-- MATERIAL SUPPLIED follows --

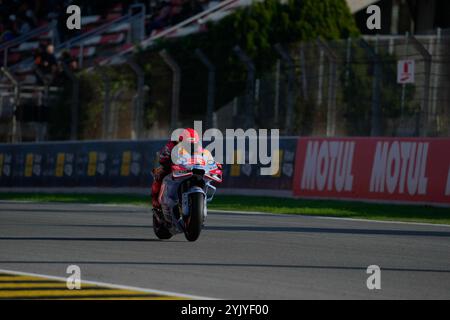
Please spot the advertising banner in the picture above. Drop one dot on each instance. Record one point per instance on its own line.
(385, 169)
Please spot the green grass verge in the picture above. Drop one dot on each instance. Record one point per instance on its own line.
(267, 204)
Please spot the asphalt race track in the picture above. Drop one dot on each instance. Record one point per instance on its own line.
(238, 256)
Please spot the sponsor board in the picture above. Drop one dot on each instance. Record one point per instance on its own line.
(384, 169)
(120, 164)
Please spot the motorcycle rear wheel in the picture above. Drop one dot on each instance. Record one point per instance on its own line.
(193, 224)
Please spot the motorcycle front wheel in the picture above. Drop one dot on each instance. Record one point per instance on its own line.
(160, 230)
(193, 223)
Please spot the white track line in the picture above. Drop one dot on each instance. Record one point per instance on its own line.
(330, 218)
(250, 213)
(110, 285)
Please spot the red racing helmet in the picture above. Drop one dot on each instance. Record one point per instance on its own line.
(189, 135)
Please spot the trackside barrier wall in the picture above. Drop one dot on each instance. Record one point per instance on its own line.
(118, 164)
(405, 170)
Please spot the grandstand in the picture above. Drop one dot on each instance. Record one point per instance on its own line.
(35, 45)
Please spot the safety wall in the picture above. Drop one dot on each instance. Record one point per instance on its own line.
(118, 164)
(384, 169)
(406, 170)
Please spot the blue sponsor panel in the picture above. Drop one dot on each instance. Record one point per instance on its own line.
(119, 164)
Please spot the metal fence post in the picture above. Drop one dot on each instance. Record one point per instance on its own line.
(16, 135)
(250, 119)
(75, 101)
(106, 102)
(303, 72)
(176, 87)
(139, 105)
(425, 118)
(211, 86)
(289, 65)
(332, 80)
(375, 128)
(276, 110)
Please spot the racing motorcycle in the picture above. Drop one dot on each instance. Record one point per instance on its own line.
(184, 196)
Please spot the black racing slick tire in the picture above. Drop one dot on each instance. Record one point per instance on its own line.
(193, 223)
(160, 230)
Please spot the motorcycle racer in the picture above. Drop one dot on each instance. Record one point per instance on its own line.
(189, 136)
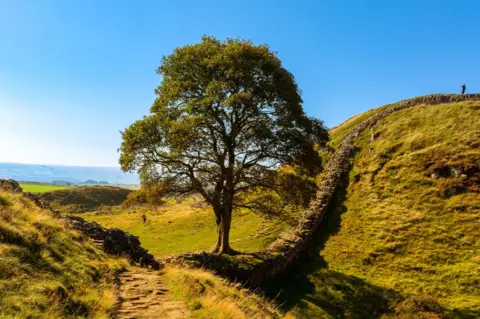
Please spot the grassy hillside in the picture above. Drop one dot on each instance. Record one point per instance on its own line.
(39, 188)
(404, 237)
(208, 296)
(47, 271)
(85, 198)
(188, 226)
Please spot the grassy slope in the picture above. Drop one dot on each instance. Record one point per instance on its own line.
(47, 271)
(180, 227)
(85, 198)
(39, 188)
(395, 243)
(208, 296)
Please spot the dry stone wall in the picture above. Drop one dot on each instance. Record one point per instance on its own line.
(253, 269)
(113, 241)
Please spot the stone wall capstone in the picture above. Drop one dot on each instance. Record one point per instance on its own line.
(275, 259)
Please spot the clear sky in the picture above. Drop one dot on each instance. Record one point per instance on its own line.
(75, 73)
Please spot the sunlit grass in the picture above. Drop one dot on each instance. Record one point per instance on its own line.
(47, 271)
(185, 227)
(39, 188)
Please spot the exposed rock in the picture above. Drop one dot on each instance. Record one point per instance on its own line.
(115, 241)
(292, 243)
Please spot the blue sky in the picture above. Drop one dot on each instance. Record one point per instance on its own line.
(75, 73)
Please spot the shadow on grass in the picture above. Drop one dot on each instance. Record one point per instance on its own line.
(317, 291)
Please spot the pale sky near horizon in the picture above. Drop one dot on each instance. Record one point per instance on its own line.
(75, 73)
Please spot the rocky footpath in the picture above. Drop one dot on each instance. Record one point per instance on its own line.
(254, 268)
(114, 241)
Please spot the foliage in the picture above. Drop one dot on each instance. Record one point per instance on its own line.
(47, 271)
(187, 225)
(208, 296)
(399, 229)
(150, 194)
(227, 116)
(39, 188)
(85, 198)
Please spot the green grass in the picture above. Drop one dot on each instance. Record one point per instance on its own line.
(208, 296)
(180, 227)
(85, 198)
(47, 271)
(397, 241)
(39, 188)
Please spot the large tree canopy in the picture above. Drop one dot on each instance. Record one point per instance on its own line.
(226, 117)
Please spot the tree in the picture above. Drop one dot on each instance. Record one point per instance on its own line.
(226, 117)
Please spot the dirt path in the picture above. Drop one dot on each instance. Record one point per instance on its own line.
(143, 296)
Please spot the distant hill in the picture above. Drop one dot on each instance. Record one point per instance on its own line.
(85, 198)
(71, 174)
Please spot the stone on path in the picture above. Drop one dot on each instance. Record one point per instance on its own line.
(144, 295)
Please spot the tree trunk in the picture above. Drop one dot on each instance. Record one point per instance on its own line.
(218, 221)
(226, 223)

-- MATERIAL SUPPLIED concluded --

• **ABOUT THIS EXERCISE**: Please quote nothing but the lines from the line with "Please spot the shadow" through the end of the data above, exactly as written, ends included.

• **TASK SOLUTION**:
Please spot the shadow on grass in the picture above. Drop one dot on each instance. Record one point per instance on its own line.
(317, 291)
Please spot the pale sky near horizon in the picture above. Drop one dot on each instance. Record one point per instance on its own line.
(75, 73)
Please spot the rocky footpath in the picture above. Drop one dot on each instance. Record one point per instance on its own line.
(254, 268)
(114, 241)
Please spot the foliage in the picture above. Drop one dot on each instance. Record one point per instance on its own line.
(47, 271)
(187, 225)
(208, 296)
(399, 229)
(150, 194)
(227, 116)
(39, 188)
(85, 198)
Please spot the green grass in the picture above. Drop one dot on each instance. Record one point per instance on its own line.
(208, 296)
(180, 227)
(85, 198)
(47, 271)
(397, 241)
(39, 188)
Please spot the large tree canopy in the picture above. Drop one dot on each instance. Record one point per instance on its own line.
(226, 117)
Please spot the tree in the picture above. Drop one dot on each instance. Record one point per instance on its own line.
(226, 117)
Please spot the dirt path in the picture above. Drop one dot on each instance. Record one point per instance on its own line.
(143, 296)
Please spot the distant hill in the picture above. Drop one dot on each instance. Record one point per instance on its own line.
(85, 198)
(71, 174)
Please spot the stone on path in the picture above. Drop one dot on each instance. Record one point per instance on its own line.
(144, 295)
Please spot the tree trunk in the picture above. Drop one dot on each instance. Record one point per instance on its own line.
(218, 221)
(226, 223)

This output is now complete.